__Segmentation dataset records__
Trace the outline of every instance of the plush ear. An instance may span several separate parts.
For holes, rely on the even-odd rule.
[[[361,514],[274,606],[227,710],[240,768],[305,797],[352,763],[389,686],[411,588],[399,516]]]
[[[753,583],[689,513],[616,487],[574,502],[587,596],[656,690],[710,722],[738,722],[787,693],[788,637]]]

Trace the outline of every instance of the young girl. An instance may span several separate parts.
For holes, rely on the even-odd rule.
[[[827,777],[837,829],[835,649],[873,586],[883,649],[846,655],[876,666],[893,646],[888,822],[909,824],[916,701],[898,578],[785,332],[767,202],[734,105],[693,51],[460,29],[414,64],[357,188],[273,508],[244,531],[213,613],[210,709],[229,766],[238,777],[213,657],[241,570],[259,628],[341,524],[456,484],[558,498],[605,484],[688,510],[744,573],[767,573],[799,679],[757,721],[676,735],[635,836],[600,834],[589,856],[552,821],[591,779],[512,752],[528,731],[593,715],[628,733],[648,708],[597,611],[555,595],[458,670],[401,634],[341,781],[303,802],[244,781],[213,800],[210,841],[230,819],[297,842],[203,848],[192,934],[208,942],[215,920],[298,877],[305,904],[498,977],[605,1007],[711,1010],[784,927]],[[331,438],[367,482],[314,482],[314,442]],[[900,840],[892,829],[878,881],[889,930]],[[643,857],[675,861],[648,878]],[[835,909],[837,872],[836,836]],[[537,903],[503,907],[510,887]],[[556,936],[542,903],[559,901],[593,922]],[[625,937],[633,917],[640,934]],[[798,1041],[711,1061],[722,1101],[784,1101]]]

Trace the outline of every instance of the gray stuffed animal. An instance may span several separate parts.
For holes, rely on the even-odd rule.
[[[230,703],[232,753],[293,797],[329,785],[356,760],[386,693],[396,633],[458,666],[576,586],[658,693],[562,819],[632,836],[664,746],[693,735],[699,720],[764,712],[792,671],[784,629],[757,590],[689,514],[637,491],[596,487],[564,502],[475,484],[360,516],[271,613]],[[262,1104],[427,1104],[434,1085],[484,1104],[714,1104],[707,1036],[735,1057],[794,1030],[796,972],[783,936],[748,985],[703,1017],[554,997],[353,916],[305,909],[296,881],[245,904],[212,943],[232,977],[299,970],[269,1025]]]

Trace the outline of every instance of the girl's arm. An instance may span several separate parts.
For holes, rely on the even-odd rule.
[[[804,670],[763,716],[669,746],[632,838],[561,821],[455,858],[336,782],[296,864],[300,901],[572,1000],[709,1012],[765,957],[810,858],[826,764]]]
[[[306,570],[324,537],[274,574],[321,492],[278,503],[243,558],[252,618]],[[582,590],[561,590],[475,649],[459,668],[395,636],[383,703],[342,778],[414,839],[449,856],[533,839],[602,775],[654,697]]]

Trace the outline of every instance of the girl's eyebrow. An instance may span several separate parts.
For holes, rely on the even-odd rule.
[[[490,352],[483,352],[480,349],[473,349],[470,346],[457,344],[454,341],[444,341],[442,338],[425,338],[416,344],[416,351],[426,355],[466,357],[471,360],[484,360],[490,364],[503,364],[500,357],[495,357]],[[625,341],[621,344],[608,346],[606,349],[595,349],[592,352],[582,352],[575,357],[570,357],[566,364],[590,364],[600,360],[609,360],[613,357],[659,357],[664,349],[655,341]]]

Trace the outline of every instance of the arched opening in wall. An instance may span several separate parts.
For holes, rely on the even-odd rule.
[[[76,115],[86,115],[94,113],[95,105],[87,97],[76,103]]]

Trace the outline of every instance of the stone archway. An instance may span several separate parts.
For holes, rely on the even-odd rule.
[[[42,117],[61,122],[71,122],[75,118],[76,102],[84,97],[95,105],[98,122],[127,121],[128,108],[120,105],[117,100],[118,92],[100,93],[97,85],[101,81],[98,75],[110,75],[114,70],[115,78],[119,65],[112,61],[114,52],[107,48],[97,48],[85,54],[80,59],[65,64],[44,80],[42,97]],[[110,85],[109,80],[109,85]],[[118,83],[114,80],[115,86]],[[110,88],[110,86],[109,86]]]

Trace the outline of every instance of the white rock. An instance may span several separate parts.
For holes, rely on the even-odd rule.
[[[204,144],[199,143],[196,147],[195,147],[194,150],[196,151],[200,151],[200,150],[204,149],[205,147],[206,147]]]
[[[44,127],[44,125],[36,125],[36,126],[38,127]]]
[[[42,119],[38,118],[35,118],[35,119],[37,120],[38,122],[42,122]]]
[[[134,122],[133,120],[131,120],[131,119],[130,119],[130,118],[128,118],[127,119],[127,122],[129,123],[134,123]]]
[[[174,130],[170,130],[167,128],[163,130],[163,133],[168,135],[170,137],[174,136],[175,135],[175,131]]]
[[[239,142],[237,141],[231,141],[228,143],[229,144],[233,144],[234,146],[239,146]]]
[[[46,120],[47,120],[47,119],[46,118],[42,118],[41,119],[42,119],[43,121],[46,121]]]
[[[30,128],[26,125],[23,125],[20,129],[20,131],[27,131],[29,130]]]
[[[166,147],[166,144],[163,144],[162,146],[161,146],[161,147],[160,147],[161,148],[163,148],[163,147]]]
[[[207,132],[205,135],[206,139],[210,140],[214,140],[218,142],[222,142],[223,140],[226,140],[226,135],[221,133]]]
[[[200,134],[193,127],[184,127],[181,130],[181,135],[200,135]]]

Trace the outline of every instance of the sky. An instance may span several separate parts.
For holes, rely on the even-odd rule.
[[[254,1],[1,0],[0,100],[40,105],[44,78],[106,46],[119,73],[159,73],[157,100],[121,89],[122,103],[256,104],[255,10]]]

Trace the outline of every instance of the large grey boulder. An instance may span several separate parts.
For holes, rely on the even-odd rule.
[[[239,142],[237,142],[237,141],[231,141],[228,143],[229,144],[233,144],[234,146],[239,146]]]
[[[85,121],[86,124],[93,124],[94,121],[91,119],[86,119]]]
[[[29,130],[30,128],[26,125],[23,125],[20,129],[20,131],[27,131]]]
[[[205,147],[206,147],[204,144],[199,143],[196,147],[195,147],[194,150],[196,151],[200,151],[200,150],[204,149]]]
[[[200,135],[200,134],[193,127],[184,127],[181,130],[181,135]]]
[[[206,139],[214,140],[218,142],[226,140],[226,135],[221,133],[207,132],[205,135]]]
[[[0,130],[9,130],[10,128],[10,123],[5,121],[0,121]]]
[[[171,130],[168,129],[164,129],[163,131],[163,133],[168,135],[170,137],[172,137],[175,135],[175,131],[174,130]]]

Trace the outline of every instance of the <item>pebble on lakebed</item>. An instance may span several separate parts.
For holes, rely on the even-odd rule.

__What you are asked to do__
Render every line of the rows above as a Markdown table with the columns Number and Line, leaving out blank lines.

__Exercise solution__
| Number | Line |
|---|---|
| 1 | Trace the outline of every instance of the plush ear. An instance may span several separate parts. |
| 2 | For holes, rely on the even-odd rule. |
| 3 | [[[361,514],[274,606],[227,710],[240,768],[305,797],[352,763],[389,686],[411,588],[399,516]]] |
| 4 | [[[753,583],[689,513],[616,487],[574,502],[587,596],[656,690],[710,722],[738,722],[787,693],[788,637]]] |
| 5 | Trace the outline of every instance of the young girl. An instance may span several separate parts. |
| 6 | For holes, rely on the even-odd rule. |
| 7 | [[[827,777],[837,829],[835,649],[873,586],[883,649],[846,655],[876,666],[893,646],[888,822],[909,824],[916,701],[898,578],[785,332],[767,202],[734,105],[693,51],[460,29],[414,64],[357,188],[273,508],[244,531],[213,613],[210,709],[229,766],[238,777],[213,657],[241,570],[259,628],[341,524],[456,484],[558,498],[605,484],[688,510],[744,573],[767,573],[799,679],[757,721],[676,735],[635,836],[600,834],[589,856],[552,821],[591,779],[512,752],[528,731],[593,715],[628,733],[648,708],[597,611],[555,595],[458,670],[401,634],[341,781],[303,802],[244,781],[213,800],[210,841],[230,819],[297,842],[203,848],[192,934],[208,942],[215,920],[298,877],[305,904],[498,977],[605,1007],[711,1010],[784,927]],[[331,438],[367,482],[314,482],[314,442]],[[900,840],[892,829],[878,881],[889,930]],[[643,857],[675,861],[648,878]],[[835,909],[837,872],[836,836]],[[537,903],[503,907],[510,887]],[[556,936],[542,903],[559,901],[593,922]],[[625,937],[633,917],[640,934]],[[798,1041],[711,1061],[722,1101],[784,1101]]] |
| 8 | Trace the outline of every instance of the gray stuffed animal. An instance may span several separate parts. |
| 9 | For holes, rely on the even-odd rule. |
| 10 | [[[230,703],[232,753],[293,797],[329,785],[356,760],[386,693],[396,633],[458,666],[576,586],[658,693],[562,819],[632,836],[664,746],[693,735],[699,720],[764,712],[792,671],[784,629],[757,590],[689,514],[637,491],[596,487],[564,502],[475,484],[360,516],[271,613]],[[262,1104],[427,1104],[434,1085],[484,1104],[714,1104],[707,1036],[735,1057],[794,1030],[796,972],[783,936],[748,985],[703,1017],[554,997],[353,916],[305,909],[296,881],[245,904],[212,943],[232,977],[299,970],[269,1025]]] |
| 11 | Trace the outline of every instance of the girl's arm. An instance may span several separate parts. |
| 12 | For holes, rely on the even-odd rule. |
| 13 | [[[804,670],[763,716],[669,746],[632,838],[561,821],[455,858],[336,782],[296,864],[300,901],[572,1000],[709,1012],[765,957],[810,858],[826,764]]] |
| 14 | [[[306,570],[324,537],[274,574],[321,492],[278,503],[243,558],[252,618]],[[582,590],[561,590],[475,649],[459,668],[395,636],[383,703],[342,778],[414,839],[449,856],[533,839],[602,775],[654,697]]] |
| 15 | Trace the outline of every instance of the girl's eyebrow. An instance may span several separate parts. |
| 16 | For holes, rely on the even-odd rule. |
| 17 | [[[490,352],[483,352],[480,349],[473,349],[470,346],[457,344],[454,341],[444,341],[442,338],[425,338],[416,344],[416,351],[426,355],[466,357],[471,360],[484,360],[490,364],[503,364],[500,357],[495,357]],[[625,341],[621,344],[608,346],[606,349],[595,349],[592,352],[582,352],[575,357],[570,357],[566,364],[590,364],[600,360],[609,360],[613,357],[659,357],[664,349],[655,341]]] |
| 18 | Trace the outline of every instance of the arched opening in wall. An instance may span several separate parts. |
| 19 | For holes, rely on the even-odd rule. |
| 20 | [[[76,115],[86,115],[94,113],[95,105],[87,97],[76,103]]] |
| 21 | Trace the outline of every instance of the stone archway. An instance may span several separate parts. |
| 22 | For holes, rely on the even-odd rule. |
| 23 | [[[42,117],[61,122],[71,122],[75,118],[76,102],[84,97],[95,105],[98,122],[127,121],[128,108],[120,105],[117,100],[118,92],[100,93],[97,85],[101,81],[98,75],[110,75],[114,70],[115,78],[119,65],[112,61],[114,52],[107,48],[97,48],[85,54],[80,59],[65,64],[44,80],[42,97]],[[110,85],[109,80],[109,85]],[[118,83],[114,80],[115,86]],[[110,88],[110,86],[109,86]]] |
| 24 | Trace the outline of every instance of the white rock. An instance may span several separate parts. |
| 25 | For holes, rely on the even-odd rule. |
| 26 | [[[204,144],[199,143],[196,147],[195,147],[194,150],[196,151],[200,151],[200,150],[204,149],[205,147],[206,147]]] |
| 27 | [[[44,127],[44,125],[36,125],[36,126],[38,127]]] |
| 28 | [[[42,119],[38,118],[35,118],[35,119],[37,120],[38,122],[42,122]]] |
| 29 | [[[134,122],[133,120],[131,120],[131,119],[130,119],[130,118],[128,118],[127,119],[127,122],[129,123],[134,123]]] |
| 30 | [[[174,130],[170,130],[167,128],[163,130],[163,133],[168,135],[170,137],[174,136],[175,135],[175,131]]] |
| 31 | [[[239,142],[237,141],[231,141],[228,143],[229,144],[233,144],[234,146],[239,146]]] |
| 32 | [[[46,120],[47,120],[47,119],[46,118],[42,118],[41,119],[42,119],[43,121],[46,121]]] |
| 33 | [[[30,128],[26,125],[23,125],[20,129],[20,131],[27,131],[29,130]]] |
| 34 | [[[166,147],[166,144],[163,144],[162,146],[161,146],[161,147],[160,147],[161,148],[163,148],[163,147]]] |
| 35 | [[[207,132],[205,135],[206,139],[210,140],[214,140],[218,142],[222,142],[223,140],[226,140],[226,135],[221,133]]] |
| 36 | [[[200,134],[193,127],[184,127],[181,130],[181,135],[200,135]]] |
| 37 | Trace the outline of every instance of the sky. An instance may span several separate parts. |
| 38 | For holes, rely on the even-odd rule. |
| 39 | [[[254,1],[1,0],[0,100],[40,105],[44,78],[106,46],[119,73],[159,73],[157,100],[121,89],[122,103],[256,104],[255,10]]] |
| 40 | Trace the outline of every instance of the large grey boulder. An instance may span several separate parts. |
| 41 | For holes, rely on the even-odd rule. |
| 42 | [[[239,142],[237,142],[237,141],[231,141],[228,143],[229,144],[233,144],[234,146],[239,146]]] |
| 43 | [[[85,121],[86,124],[93,124],[94,121],[91,119],[86,119]]] |
| 44 | [[[29,130],[30,128],[26,125],[23,125],[20,129],[20,131],[27,131]]] |
| 45 | [[[205,147],[206,147],[204,144],[199,143],[196,147],[195,147],[194,150],[196,151],[200,151],[200,150],[204,149]]] |
| 46 | [[[200,135],[200,134],[193,127],[184,127],[181,130],[181,135]]] |
| 47 | [[[206,139],[214,140],[218,142],[226,140],[226,135],[221,133],[207,132],[205,135]]] |
| 48 | [[[0,130],[9,130],[10,128],[10,123],[5,121],[0,121]]] |
| 49 | [[[171,130],[168,129],[164,129],[163,131],[163,133],[168,135],[170,137],[172,137],[175,135],[175,131],[174,130]]] |
| 50 | Trace the outline of every instance of the <item>pebble on lakebed</item>. An instance may span several separate parts. |
| 51 | For holes, rely on the even-odd rule. |